What is needed is a verbatim copy of the data, minus the pictures.

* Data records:
□ □ □ □

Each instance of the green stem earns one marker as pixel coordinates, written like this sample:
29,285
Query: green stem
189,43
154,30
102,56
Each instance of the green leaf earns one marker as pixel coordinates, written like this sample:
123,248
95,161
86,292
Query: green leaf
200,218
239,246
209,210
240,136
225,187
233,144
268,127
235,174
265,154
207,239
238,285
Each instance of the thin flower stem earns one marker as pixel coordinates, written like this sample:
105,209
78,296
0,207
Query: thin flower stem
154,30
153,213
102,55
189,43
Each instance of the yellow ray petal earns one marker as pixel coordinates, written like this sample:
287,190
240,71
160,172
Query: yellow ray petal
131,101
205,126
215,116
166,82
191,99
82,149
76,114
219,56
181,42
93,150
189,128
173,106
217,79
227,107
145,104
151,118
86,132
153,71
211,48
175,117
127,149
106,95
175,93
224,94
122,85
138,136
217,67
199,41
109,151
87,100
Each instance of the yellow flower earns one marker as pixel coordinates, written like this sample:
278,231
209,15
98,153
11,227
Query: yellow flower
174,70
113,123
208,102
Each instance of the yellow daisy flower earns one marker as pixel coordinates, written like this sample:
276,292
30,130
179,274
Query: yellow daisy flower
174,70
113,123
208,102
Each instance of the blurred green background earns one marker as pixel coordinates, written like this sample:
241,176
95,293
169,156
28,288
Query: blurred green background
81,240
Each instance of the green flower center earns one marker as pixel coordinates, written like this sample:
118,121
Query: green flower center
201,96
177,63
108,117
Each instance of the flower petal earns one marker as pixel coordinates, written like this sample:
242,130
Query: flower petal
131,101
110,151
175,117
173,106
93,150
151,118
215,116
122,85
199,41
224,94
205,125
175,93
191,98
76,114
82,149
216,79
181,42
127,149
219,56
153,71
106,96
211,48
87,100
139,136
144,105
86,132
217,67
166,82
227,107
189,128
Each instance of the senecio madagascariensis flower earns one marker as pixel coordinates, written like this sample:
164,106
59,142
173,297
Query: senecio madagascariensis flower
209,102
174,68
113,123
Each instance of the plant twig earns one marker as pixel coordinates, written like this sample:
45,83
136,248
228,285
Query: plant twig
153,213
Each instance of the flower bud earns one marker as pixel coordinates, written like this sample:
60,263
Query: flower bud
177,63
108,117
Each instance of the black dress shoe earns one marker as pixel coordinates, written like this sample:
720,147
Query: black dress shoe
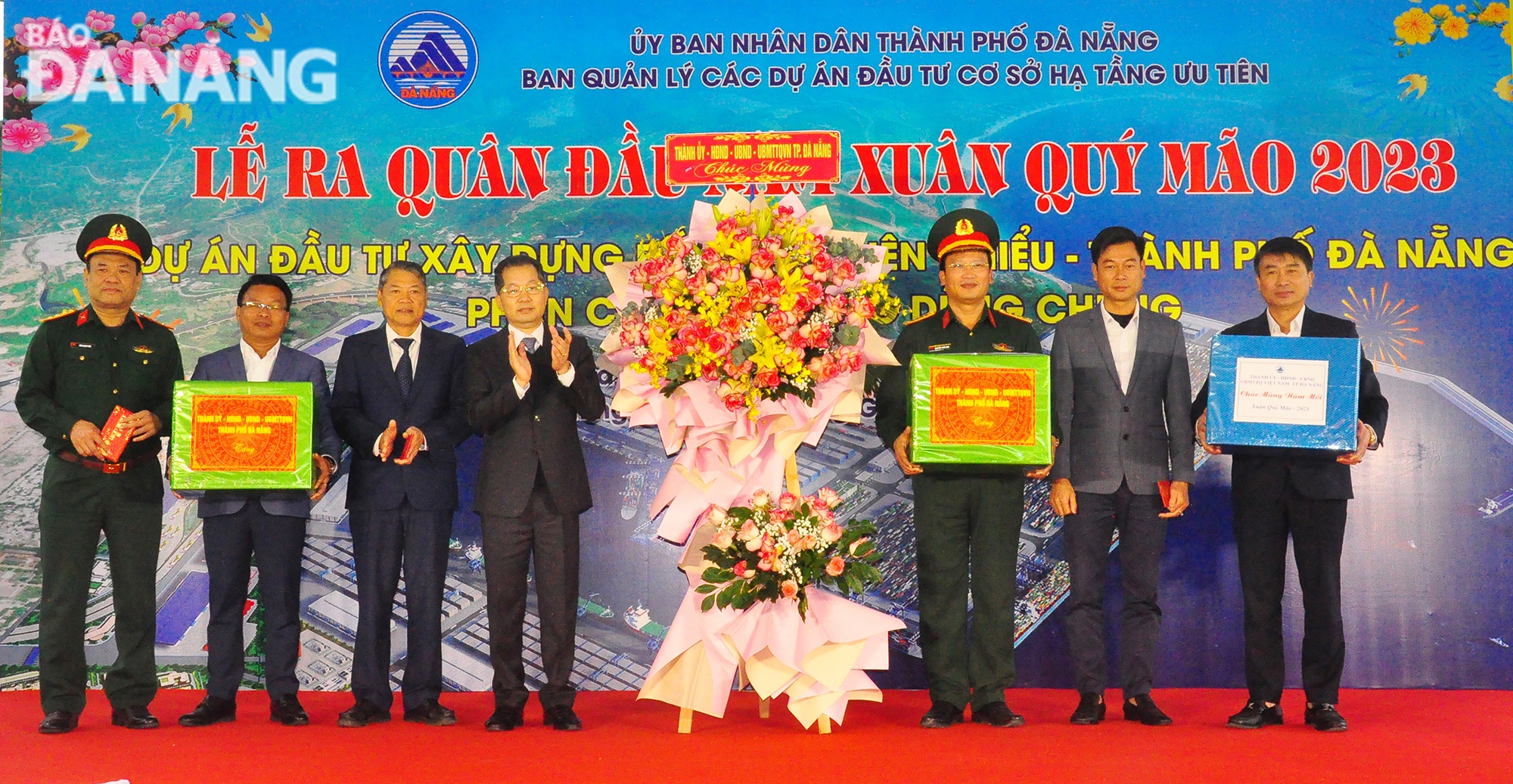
562,717
208,711
940,716
1090,710
1325,717
134,717
1255,716
432,713
58,722
996,714
362,714
1146,711
288,711
505,719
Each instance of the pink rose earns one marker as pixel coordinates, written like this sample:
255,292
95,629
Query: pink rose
155,36
179,22
203,60
23,135
135,63
99,20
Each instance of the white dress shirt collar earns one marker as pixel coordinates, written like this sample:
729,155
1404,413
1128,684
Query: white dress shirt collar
258,368
1291,330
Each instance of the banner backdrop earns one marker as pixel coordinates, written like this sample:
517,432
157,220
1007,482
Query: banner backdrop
326,140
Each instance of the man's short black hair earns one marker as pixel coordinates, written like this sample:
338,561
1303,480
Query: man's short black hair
1116,235
403,267
520,259
263,279
1285,246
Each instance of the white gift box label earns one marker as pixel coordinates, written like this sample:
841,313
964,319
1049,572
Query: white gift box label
1281,391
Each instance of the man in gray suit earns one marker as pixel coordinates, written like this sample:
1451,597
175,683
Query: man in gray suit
1119,394
269,524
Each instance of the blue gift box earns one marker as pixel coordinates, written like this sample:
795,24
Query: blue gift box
1269,394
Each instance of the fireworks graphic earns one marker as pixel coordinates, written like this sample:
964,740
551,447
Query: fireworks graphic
1384,324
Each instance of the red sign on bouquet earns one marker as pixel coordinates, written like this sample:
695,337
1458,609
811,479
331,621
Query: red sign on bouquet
781,156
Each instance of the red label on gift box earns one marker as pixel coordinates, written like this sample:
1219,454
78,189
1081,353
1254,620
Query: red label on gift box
990,406
781,156
116,435
243,433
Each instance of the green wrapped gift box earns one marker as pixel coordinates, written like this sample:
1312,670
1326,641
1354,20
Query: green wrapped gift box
241,436
981,409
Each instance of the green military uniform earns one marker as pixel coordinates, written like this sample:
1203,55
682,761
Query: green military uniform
966,516
78,368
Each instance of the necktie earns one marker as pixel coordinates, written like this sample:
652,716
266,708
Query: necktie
405,371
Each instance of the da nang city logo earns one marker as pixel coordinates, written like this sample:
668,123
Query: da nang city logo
429,60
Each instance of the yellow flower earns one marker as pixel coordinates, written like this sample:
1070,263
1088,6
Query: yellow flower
1414,26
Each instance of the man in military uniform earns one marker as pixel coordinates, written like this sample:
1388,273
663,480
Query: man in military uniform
78,370
966,516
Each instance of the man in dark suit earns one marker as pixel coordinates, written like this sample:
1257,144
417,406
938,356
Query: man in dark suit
527,386
1276,494
1120,389
400,379
269,524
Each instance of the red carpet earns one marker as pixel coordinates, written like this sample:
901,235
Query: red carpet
1396,736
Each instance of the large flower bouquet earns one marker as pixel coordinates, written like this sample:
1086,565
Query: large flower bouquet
771,551
766,309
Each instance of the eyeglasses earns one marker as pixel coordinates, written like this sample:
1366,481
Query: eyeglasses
529,290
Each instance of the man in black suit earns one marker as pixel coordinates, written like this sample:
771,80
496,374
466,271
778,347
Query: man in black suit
527,386
263,524
1279,492
400,379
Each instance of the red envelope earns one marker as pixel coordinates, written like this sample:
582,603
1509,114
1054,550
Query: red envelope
116,435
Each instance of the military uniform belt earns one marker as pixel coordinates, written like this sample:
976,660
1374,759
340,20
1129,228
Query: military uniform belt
102,466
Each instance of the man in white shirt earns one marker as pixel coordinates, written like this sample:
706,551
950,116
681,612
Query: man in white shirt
269,524
527,388
1120,397
400,379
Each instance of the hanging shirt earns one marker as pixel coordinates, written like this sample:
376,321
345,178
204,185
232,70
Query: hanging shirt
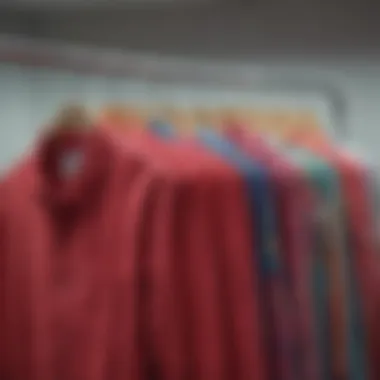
363,253
69,307
294,210
329,213
262,209
223,331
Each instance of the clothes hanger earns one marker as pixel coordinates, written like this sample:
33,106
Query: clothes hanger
71,118
125,117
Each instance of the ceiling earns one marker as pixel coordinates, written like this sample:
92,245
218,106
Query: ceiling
225,29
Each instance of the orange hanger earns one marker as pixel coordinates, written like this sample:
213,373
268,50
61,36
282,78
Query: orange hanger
72,117
207,117
125,117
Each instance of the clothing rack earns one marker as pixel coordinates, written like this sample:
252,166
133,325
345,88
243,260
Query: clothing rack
168,70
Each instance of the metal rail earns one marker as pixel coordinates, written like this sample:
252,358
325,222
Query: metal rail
160,69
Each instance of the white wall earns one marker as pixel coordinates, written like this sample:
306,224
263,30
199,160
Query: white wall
28,97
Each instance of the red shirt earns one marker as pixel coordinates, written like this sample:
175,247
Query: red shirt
216,286
71,254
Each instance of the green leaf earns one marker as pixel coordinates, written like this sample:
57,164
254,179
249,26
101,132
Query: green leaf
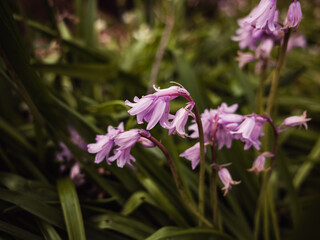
122,224
17,232
34,206
136,200
71,209
162,200
175,233
48,232
88,71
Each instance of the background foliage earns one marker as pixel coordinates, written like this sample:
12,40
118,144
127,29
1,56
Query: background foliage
76,71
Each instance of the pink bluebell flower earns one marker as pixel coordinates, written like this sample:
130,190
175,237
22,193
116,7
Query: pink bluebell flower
296,121
155,107
262,16
259,163
179,122
227,180
104,143
294,16
250,130
193,155
228,121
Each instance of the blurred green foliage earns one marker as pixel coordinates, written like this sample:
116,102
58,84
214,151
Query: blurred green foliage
76,63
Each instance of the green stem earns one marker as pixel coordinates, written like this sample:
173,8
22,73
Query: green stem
266,219
276,76
265,182
214,191
260,108
202,162
177,181
273,214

□ □ □ □

* Solution for this problem:
Each instance of the green stem earns one marker as pixel coordinates, written like this sample:
29,285
Query: green stem
189,43
154,30
102,56
Each instance of the green leaf earns one marker as pixel coordinates, written like this sample:
123,248
95,161
86,292
Query: green leaf
200,218
239,246
209,210
240,136
225,187
233,144
268,127
235,174
265,154
207,239
238,285
Each instance of the thin flower stem earns one marker as pixel coordinates, written like this sample:
105,209
78,296
0,207
Query: thin flower stem
154,30
153,213
102,55
189,43
Each instance of the yellow ray petal earns one marker as pixel coordinates, written like this sample:
287,190
240,71
160,172
Query: yellow ray petal
131,101
205,126
215,116
166,82
191,99
82,149
76,114
219,56
181,42
93,150
189,128
173,106
217,79
227,107
145,104
151,118
86,132
153,71
211,48
175,117
127,149
106,95
175,93
224,94
122,85
138,136
217,67
199,41
109,151
87,100
Each instance of the yellow flower earns one marker as pixel coordinates, written like this sample:
278,231
209,15
98,153
11,227
Query: yellow flower
174,70
113,123
208,102
Each instance of the yellow daisy flower earns one marker as pixel coordinates, written like this sample:
276,292
30,130
179,274
Query: yellow daisy flower
174,70
113,123
208,102
Each instance of the blurred green background earns one marker as pixel coordinates, written like this sample:
241,176
95,293
169,156
28,288
Query: blurred green background
81,240
Each instance of the green flower center earns one marker as pixel coordinates, written like this sample:
118,121
Query: green flower center
201,96
177,63
108,117
Each instance of the flower petal earns one marker as pixel coordinates, written like this sample:
242,130
Query: flower petal
131,101
110,151
175,117
173,106
93,150
151,118
215,116
122,85
199,41
224,94
205,125
175,93
191,98
76,114
82,149
216,79
181,42
127,149
219,56
153,71
106,96
211,48
87,100
139,136
144,105
86,132
217,67
166,82
227,107
189,128
Each instance of the senecio madagascariensis flower earns one marker as pixel coordinates, written like this sample:
164,106
59,142
173,297
Query: senecio madagascariensis flower
209,102
174,68
113,123
Each instance of the plant twig earns one marker as pixel coordinates, written like this sample:
45,83
136,248
228,285
Query: plant twig
153,213
Each instance of the flower bud earns one marker as pixel coordinates, written like this sample:
60,263
Query: flower bud
177,63
108,117
Each instance of the black dress shoe earns one marker as pixel coordinates, written like this sample:
720,147
Query: black dress shoe
562,717
208,711
940,716
1090,710
1325,717
134,717
1255,716
432,713
58,722
996,714
362,714
1146,711
288,711
505,719
Each instance of the pink rose earns one marker as pixel coordinates, written like this sample:
255,292
95,629
Query: pink rose
155,36
179,22
203,60
23,135
135,63
99,20
Each instance of the white dress shirt collar earns one marker as pixel coordinates, written like this sample:
729,155
1404,413
1128,684
Query: white dress shirt collar
258,368
1291,330
Each instance of the banner backdrop earns one marker as pixel coordinates, written like this sample:
517,432
157,220
1007,482
Query: banner backdrop
326,140
Each instance of the man's short black hair earns one marker as pixel coordinates, written like this sample:
338,561
1303,480
Query: man's short black hair
1116,235
403,267
520,259
263,279
1285,246
Each instance of the white gift box label earns one marker as pixel coordinates, written like this sample:
841,313
964,319
1049,572
Query: white gift box label
1281,391
Each instance of the man in gray suit earns one marker as pixel coordinates, written like this sample:
1451,597
175,683
Query: man in gray suit
1119,394
269,524
Each instance of the blue gift box earns one marker as pixel coordinates, written like this sample:
795,24
Query: blue gift box
1269,394
Each instance of the fireworks graphic earns one marker as pixel coordinates, written like this sample:
964,740
551,447
Query: fireworks graphic
1384,324
Each instance of the red sign on bouquet earns one marker as pixel coordinates, written like this sample:
695,337
1458,609
811,479
331,621
Query: red sign on bouquet
781,156
Each instance of the red label on gift box earns one marker as pixel coordinates, written like this sample:
1219,454
78,189
1081,353
1254,620
Query: red label on gift box
990,406
781,156
116,435
243,433
Each instance of the green wrapped gift box earns one marker as pixel coordinates, written like this sample:
1312,670
1326,641
1354,20
Query: green wrapped gift box
241,436
981,409
Each instance of the green military uniform earns one marker as pixel coordinates, written like this sample:
1203,55
682,761
Query: green military uniform
966,516
78,368
Each instance of the necktie earns one marker as pixel coordinates, written like this sample:
652,716
266,708
Query: necktie
405,371
Each instance of the da nang city logo earns one marker as pixel coordinates, written like this sample:
668,123
Query: da nang city logo
429,60
Each instance of the yellow flower earns one marker as pixel coordinates, written like this sample:
1070,263
1088,6
Query: yellow flower
1414,26
Each instance of the man in military uniform earns one marker as pixel coordinates, written like this sample:
1388,273
663,480
Query: man in military uniform
78,370
966,516
Each instance of the man in dark suit earns one marker as pixel coordinates, written like this sample:
1257,144
417,406
938,356
Query: man in dark suit
527,386
1276,494
1120,389
400,379
269,524
Each instance of the red carpet earns one marker as pixel coordinates, written like this sample:
901,235
Query: red carpet
1396,736
Each instance of the large flower bouquet earns one marker as pixel coordinates, written like this sample:
1086,565
Query: large flower bouquet
771,551
766,309
Each instance of the eyeglasses earns one marker as pixel coordinates, written like this sample:
1366,481
Query: eyeglasses
529,290
Each instance of the man in black suit earns one marker as pixel coordinates, written like this sample:
771,80
496,374
466,271
778,347
Query: man in black suit
527,386
263,524
1279,492
400,379
Each instance of the red envelope earns one marker as pixel coordinates, written like this sample:
582,603
1509,114
1054,550
Query: red envelope
116,435
Each instance of the military uniform belt earns one marker as pixel coordinates, written like this sample:
976,660
1374,759
340,20
1129,228
Query: military uniform belt
102,466
Each instance of the man in white shirt earns one marker as pixel coordinates, written like this sample:
706,551
950,116
681,612
Query: man in white shirt
269,524
527,388
1120,397
400,379
Each instance of the hanging shirt earns one marker as pixel coordinates, written like this sample:
376,321
345,178
204,185
232,70
Query: hanging shirt
363,253
69,307
294,210
329,213
262,209
223,331
Each instance of the clothes hanger earns one marker as pixel coordinates, written like this sample:
33,106
Query: clothes hanger
71,118
125,117
Each instance of the ceiling earns one marker as pixel coordinates, written like this sample:
92,245
218,106
Query: ceiling
225,29
Each instance of the orange hanger earns one marker as pixel coordinates, written like this sample:
213,373
268,50
61,36
282,78
Query: orange hanger
72,117
207,117
125,117
Each instance of the clothing rack earns one marker as pixel coordinates, written like this sample:
252,166
133,325
345,88
243,260
Query: clothing rack
168,70
Each instance of the metal rail earns one marker as pixel coordinates, written like this sample:
252,358
325,222
Query: metal rail
160,69
Each instance of the white wall earns one marker as pixel coordinates, written like this sample:
306,224
263,30
199,160
Query: white wall
28,97
Each instance of the red shirt earns one marker as pixel coordinates, written like this sample:
175,247
Query: red shirt
216,286
71,254
Each instance of the green leaf earns one marker as pixel coordinates, written like this sample:
57,164
254,179
249,26
101,132
Query: green leaf
122,224
17,232
34,206
136,200
71,209
162,200
175,233
48,232
88,71
Each instance of the background foliage earns one marker as pixel coordinates, written like this sample:
12,40
118,144
127,29
1,56
Query: background foliage
76,71
Each instance of the pink bluebell flower earns one marker as pixel coordinates, written like this sample:
130,190
175,237
22,193
116,7
Query: pink bluebell flower
296,121
155,107
262,16
259,163
179,122
227,180
104,143
294,16
250,130
193,155
228,121
Each instance of the blurred green foliage earns one marker as pixel coordinates, written like this sample:
116,102
58,84
214,151
Query: blurred green foliage
76,63
Each instance of the green stem earns one marker as pixel coordinates, written like this sample:
173,8
22,73
Query: green stem
266,219
276,76
265,182
214,191
260,108
202,162
177,181
273,214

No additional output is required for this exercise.